> **TAREA**
Prosigue el texto sobre la película de Marcel Hanoun a partir de su última oración.

> **TEXTO FUENTE**
*****

Los valientes duermen solos nº 1066
Une simple historie (1957), de Marcel Hanoun
«Para Hanoun, como para Kubelka, lo único que puede pasar de verdad en una sala de cine es que la película se rompa. Justo es en ese umbral de ruptura, frente al abismo que se vislumbra en el desajuste entre palabras e imágenes, donde se desarrolla Une simple histoire, y de ese estar al borde del rompimiento, en el precario equilibrio entre el in y el off, participan sus materiales, que terminan como adornados de la pureza de un blanco y negro de corte onírico que se fijan para siempre en nuestra memoria. Y es que, “en el país de la sincronía, escribía Hanoun, todas las imágenes son grises”.» Los valientes duermen solos, miércoles 25 de diciembre de 2019.
La historia, efectivamente, es simple: una mujer joven y su hija pequeña llegan a París con 9.300 francos de patrimonio y los van poco a poco perdiendo entre pensiones y alimentación básica hasta verse obligadas, una infausta noche, a dormir al raso. A la mañana siguiente, una señora que las había espiado desde su domicilio las recoge y las invita a su casa; después de acomodarlas allí, se marcha a trabajar. La manera en la que Marcel Hanoun, que debutaba en el largometraje con esta Une simple histoire(1958-59) justo antes de la irrupción de la nouvelle vague –marcando a algunos de los jóvenes turcos–, trasciende este fait divers de página de sucesos en una sinfonía formal inagotable sigue apareciendo como uno de los hitos más apabullantes de la modernidad, uno, lejos de disidencias superficiales y coyunturales, que tiene que ver con la puesta en práctica del intenso y original pensamiento de cine que Hanoun fue desvelando a lo largo de su vida.

*****

> **MATERIAL PROPORCIONADO**
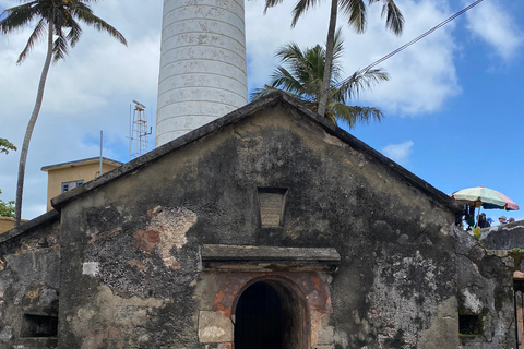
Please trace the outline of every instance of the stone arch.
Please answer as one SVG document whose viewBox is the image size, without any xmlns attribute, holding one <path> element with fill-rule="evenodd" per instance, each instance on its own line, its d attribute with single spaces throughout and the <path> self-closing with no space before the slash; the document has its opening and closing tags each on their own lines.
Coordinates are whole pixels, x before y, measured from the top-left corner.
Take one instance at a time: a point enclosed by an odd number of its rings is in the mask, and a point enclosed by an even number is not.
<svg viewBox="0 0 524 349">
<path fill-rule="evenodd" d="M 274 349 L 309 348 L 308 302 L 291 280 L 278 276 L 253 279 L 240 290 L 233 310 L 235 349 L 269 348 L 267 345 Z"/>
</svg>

*****

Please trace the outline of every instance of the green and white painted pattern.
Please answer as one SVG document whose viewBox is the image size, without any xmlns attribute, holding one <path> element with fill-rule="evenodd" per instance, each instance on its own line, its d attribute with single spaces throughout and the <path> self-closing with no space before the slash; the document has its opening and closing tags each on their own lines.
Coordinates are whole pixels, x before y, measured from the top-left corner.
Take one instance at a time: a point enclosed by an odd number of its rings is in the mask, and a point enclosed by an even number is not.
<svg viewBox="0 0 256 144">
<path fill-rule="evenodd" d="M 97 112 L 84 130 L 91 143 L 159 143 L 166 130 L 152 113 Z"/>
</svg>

*****

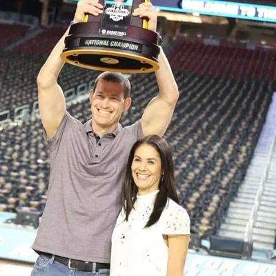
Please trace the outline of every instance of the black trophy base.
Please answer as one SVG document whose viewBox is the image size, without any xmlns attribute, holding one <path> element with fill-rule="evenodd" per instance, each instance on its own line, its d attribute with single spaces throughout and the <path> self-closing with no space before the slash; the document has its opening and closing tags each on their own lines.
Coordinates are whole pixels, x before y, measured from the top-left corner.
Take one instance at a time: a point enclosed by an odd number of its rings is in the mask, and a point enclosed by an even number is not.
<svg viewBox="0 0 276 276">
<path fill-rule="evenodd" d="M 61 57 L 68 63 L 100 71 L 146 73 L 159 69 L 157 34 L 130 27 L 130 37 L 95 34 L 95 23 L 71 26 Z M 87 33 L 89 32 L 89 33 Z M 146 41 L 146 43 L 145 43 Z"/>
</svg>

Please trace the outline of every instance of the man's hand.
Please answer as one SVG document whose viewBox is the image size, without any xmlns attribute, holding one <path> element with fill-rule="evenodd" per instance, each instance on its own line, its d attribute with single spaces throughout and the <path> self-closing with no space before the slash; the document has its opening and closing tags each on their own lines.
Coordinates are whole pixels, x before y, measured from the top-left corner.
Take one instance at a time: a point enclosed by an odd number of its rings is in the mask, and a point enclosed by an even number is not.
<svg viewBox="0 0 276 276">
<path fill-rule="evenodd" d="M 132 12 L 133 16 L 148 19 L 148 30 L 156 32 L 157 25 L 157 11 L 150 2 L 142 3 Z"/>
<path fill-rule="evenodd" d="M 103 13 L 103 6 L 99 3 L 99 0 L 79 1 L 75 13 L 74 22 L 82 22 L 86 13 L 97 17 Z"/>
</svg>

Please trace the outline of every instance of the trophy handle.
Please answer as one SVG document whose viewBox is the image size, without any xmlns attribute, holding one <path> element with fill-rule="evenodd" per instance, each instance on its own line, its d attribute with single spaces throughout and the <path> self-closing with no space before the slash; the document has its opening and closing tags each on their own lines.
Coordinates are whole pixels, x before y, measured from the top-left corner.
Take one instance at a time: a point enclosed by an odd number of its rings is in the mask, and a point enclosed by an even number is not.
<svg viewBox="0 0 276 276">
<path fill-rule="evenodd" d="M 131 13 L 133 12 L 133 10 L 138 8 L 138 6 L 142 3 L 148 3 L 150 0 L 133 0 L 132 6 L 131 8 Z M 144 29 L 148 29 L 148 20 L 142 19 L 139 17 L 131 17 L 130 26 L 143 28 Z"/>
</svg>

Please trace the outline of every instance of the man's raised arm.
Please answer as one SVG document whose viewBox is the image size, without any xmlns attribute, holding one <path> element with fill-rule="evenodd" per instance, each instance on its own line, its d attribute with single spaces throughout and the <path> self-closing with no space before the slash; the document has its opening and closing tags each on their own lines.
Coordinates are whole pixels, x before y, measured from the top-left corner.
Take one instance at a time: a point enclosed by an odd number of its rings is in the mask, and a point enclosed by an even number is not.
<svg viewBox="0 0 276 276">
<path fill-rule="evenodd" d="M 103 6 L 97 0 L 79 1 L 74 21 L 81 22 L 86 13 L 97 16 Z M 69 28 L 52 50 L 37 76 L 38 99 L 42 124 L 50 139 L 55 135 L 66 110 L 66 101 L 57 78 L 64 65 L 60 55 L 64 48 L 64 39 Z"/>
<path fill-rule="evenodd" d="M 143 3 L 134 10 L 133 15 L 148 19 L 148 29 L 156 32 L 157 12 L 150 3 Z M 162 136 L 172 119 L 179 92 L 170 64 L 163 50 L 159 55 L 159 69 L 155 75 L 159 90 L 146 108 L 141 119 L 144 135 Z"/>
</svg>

*****

> **RESULTADO**
Se antoja difícil no recurrir a su admirado Bresson al enfrentarse a esta película, tan ajustado y polifónico se organiza –en igualdad de importancia– su ejército de fragmentos (voces in y off, gestos, planos, transiciones, fundidos, luces, sombras), y muchos, como Godard en el momento de su estreno, ya advirtieron las similitudes entre ambos cineastas incluso más allá de aspectos formales, pues, como la del preso bressoniano desde la literalidad de su propio título (Un condenado a muerte se ha escapado, 1956), la representación de esta confesión de madre (la fugaz actriz Micheline Bezançon, casi tan magnética como María Casares) carecía de suspense. Al abrirse por su desenlace, por ese last minute rescue que protagoniza la determinante señora que ampara a madre e hija con la marcial firmeza de la gente buena, y narrarse en flashback, la historia de esta “condenada a vivir” (Godard) permitía atender a la vibración de sus materiales, incluso al regodeo en su potencial de implicaciones elípticas, ya que el círculo nunca se cerraba y no regresábamos en ningún punto del metraje al hogar de acogida desde el que se rememora la peripecia.